==== Data to use

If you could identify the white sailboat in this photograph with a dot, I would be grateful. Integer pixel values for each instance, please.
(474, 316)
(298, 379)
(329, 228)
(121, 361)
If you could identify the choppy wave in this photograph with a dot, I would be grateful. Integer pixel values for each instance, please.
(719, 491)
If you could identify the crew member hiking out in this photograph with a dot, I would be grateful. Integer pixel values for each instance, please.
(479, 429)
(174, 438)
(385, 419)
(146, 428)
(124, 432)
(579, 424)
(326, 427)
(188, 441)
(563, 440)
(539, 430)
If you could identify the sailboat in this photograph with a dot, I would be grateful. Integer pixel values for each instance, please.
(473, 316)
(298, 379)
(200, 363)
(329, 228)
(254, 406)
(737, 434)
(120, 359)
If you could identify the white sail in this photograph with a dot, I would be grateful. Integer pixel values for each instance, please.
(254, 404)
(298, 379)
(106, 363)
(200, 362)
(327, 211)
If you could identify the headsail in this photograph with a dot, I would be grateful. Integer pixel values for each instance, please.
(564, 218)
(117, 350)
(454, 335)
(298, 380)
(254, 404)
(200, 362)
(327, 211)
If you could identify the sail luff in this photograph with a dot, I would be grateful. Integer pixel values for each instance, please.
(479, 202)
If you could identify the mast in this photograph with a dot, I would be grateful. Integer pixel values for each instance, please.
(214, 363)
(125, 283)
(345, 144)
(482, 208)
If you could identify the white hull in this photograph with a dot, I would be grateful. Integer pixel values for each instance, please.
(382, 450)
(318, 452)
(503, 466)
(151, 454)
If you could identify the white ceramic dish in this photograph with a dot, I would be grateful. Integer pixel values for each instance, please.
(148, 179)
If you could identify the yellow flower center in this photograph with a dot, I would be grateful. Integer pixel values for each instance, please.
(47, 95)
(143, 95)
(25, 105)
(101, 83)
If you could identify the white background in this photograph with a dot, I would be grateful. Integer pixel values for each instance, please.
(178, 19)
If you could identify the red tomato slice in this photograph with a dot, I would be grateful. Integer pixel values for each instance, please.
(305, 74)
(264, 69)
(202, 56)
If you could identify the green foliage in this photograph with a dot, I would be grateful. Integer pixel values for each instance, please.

========

Task instructions
What you copy out must be exactly the lines from the line containing "If you could identify the red" through the end of the records.

Written response
If you could identify the red tomato slice in this photograph with a dot, I would be grateful. Integer pixel values for each instance, please.
(305, 74)
(264, 69)
(202, 56)
If you could identify the green foliage in this photograph with a dot, I would be grateful. Integer pixel values for each instance, please.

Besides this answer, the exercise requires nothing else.